** Opening Materials provided block **

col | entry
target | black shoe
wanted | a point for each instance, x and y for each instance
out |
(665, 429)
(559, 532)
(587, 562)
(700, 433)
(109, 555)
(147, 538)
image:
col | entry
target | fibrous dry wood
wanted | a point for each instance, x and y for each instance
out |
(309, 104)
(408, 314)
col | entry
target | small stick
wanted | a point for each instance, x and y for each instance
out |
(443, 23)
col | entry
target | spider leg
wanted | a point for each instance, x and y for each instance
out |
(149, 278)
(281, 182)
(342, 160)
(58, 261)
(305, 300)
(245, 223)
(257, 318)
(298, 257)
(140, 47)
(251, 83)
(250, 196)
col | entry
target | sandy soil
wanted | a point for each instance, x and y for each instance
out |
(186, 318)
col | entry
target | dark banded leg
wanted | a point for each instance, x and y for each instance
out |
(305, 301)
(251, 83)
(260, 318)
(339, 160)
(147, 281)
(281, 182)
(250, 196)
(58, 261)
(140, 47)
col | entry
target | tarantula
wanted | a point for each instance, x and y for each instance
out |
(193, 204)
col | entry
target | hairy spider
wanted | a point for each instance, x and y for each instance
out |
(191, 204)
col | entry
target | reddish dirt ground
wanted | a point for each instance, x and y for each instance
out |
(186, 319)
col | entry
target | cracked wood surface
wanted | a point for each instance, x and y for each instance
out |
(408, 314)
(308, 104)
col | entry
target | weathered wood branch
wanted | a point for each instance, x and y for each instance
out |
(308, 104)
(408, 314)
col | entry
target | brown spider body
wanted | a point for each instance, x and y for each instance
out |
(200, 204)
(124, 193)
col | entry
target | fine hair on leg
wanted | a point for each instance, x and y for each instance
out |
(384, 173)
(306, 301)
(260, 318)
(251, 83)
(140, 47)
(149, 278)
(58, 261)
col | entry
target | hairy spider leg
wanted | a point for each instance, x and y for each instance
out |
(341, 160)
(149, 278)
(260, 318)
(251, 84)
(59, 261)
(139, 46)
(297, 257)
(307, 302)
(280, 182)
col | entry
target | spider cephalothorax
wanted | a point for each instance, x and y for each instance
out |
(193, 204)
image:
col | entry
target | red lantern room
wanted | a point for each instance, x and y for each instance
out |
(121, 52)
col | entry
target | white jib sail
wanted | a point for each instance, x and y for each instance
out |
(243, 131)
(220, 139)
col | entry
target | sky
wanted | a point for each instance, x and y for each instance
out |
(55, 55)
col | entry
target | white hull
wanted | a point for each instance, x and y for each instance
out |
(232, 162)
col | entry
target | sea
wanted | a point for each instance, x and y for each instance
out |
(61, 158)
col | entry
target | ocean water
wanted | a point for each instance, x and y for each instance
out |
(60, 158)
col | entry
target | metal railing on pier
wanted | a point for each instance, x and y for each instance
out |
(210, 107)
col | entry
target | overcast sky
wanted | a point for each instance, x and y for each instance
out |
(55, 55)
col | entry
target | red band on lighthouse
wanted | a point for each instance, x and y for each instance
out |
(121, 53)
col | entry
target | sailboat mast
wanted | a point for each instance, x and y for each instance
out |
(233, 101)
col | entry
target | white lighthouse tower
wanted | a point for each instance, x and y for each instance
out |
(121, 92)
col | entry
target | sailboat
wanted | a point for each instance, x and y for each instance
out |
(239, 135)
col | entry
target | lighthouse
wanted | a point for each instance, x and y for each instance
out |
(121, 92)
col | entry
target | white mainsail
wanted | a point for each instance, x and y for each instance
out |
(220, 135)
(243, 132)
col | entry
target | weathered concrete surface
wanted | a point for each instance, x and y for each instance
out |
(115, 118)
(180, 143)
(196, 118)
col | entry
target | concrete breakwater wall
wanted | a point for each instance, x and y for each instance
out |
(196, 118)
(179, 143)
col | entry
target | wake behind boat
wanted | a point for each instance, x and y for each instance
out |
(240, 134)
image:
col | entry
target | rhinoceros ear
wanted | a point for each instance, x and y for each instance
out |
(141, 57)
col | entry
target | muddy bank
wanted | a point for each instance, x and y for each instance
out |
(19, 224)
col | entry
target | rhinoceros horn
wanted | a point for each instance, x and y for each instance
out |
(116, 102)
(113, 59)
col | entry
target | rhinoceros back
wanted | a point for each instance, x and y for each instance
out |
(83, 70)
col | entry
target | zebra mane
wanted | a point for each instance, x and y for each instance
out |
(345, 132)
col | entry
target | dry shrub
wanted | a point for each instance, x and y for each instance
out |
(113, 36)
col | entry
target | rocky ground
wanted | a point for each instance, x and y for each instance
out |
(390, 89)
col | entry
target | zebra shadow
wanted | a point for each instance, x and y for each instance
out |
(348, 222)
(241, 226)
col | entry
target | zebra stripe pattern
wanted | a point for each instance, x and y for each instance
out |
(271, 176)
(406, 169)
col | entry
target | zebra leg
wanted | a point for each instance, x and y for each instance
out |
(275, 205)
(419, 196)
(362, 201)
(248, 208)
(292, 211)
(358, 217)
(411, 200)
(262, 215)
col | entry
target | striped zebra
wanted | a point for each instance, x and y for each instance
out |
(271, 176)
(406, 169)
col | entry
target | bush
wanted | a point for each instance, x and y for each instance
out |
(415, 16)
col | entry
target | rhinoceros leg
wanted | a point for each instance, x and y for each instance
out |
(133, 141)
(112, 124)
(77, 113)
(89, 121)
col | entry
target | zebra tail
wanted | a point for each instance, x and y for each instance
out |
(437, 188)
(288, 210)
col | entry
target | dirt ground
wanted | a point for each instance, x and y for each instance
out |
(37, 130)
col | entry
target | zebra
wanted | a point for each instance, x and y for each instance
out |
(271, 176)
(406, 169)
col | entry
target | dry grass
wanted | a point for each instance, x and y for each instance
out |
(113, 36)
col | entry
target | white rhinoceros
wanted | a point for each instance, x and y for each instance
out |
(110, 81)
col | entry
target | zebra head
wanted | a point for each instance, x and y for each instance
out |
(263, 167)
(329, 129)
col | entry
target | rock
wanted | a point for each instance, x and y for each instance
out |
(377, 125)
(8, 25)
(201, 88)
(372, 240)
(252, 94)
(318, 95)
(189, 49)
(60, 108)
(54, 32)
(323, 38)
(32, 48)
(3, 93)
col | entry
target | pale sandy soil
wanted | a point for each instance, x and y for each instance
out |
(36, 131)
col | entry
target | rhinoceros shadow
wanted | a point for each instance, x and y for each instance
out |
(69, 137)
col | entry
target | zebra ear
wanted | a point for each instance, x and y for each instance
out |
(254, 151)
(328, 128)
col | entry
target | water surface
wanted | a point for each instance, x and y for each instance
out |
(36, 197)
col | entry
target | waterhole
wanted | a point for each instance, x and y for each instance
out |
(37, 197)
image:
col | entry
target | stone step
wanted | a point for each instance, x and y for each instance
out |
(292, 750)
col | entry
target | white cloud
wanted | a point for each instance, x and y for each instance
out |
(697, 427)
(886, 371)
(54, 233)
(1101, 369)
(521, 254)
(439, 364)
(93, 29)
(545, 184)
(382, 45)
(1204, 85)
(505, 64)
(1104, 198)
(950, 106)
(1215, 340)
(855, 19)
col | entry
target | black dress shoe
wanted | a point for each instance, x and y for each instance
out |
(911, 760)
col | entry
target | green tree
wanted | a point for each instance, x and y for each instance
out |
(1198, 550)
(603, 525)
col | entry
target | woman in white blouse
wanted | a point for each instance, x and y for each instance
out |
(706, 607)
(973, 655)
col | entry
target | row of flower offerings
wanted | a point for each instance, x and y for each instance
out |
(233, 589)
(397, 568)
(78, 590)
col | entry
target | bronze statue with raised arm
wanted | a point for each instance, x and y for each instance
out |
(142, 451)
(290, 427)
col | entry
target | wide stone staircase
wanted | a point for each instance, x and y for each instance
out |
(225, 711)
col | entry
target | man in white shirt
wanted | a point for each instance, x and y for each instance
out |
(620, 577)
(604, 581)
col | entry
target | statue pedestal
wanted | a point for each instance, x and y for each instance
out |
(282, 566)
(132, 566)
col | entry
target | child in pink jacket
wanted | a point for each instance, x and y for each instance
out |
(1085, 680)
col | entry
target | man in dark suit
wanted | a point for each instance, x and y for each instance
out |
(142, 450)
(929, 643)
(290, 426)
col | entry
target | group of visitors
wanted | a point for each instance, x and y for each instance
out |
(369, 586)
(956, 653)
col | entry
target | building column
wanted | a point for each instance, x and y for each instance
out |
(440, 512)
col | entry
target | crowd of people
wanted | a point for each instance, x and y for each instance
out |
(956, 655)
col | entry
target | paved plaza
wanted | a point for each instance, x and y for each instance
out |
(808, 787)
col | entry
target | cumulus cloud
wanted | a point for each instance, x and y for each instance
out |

** Closing Materials provided block **

Check each line of the entries above for the string "zebra", and return those that contain it.

**Final answer:**
target | zebra mane
target | zebra shadow
target | zebra stripe pattern
target | zebra leg
target | striped zebra
target | zebra tail
target | zebra
target | zebra head
target | zebra ear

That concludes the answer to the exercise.